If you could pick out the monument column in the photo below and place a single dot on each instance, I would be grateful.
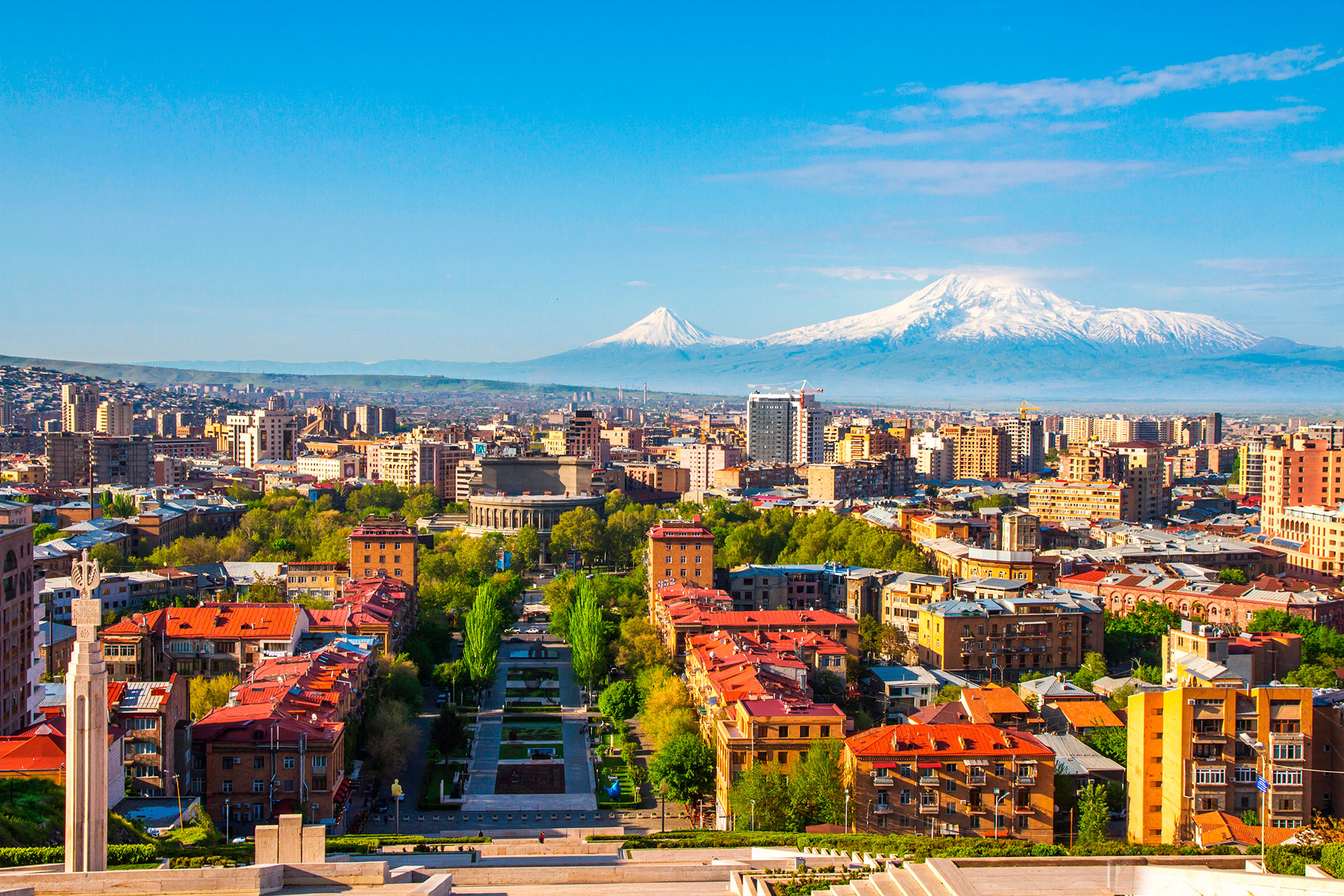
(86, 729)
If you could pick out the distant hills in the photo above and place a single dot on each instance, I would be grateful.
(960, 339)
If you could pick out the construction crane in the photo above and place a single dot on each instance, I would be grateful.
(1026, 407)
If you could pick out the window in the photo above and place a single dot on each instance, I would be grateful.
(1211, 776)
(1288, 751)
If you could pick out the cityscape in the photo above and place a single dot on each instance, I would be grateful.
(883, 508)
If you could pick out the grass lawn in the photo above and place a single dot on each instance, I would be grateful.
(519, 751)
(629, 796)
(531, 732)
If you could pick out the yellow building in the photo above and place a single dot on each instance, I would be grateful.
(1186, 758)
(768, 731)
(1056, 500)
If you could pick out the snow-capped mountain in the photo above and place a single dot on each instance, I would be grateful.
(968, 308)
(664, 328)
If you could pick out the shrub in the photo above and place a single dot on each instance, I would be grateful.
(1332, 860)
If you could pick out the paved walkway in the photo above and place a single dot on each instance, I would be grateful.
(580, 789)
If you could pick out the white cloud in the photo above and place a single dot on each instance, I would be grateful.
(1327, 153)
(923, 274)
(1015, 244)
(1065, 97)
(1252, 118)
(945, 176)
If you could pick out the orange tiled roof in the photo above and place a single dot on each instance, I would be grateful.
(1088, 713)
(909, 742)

++++

Rewrite all of the records above, replacing every occurrence of "place a single dot" with "mark a single point" and leaving everything else unchanged. Omit the pictures from your answer.

◆ **ANSWER FOR THIS EXERCISE**
If you could pick out the monument column in the photo below and mark a single point on each instance, I would be grateful.
(86, 729)
If you could pick out the distant hills in the photo above and mark a single point on each instance, I would be grateful.
(960, 339)
If you could pick out the construction crane in the photo above and mark a single point on each instance, I would be grateful.
(1026, 407)
If you could pick out the window in the photo above and mark a single point on each instance, I would be grateful.
(1211, 776)
(1288, 751)
If you could pick out the cityscape in the photo above and mark a single point on each instance, I would be grateful.
(883, 508)
If you could pick out the grass lawn in the photo above and mark a single point on each instance, I would be grateful.
(519, 751)
(629, 796)
(531, 732)
If you could pick out the yellow building in the photo above and mark a single point on each instance, I would be grateful.
(1186, 758)
(768, 731)
(1056, 500)
If you could pick out the snow-capped mountain in the photo above and mark a single point on each instance, I would be grateful.
(968, 308)
(664, 328)
If you could pick out the shrub in the photo above and mark a single point on each instance, I would be grateful.
(1332, 860)
If you could pick out the paved walkway in the photo above and mark a single point on each instance, I would be grateful.
(580, 789)
If you could pick out the white cloud in the photo above and mark a single point on each instance, I would be grateful.
(1327, 153)
(923, 274)
(1015, 244)
(1065, 97)
(1252, 118)
(945, 176)
If you could pick out the orange tiled roof in the photo above and mark a single point on each instance, I would be grateful.
(1088, 713)
(909, 742)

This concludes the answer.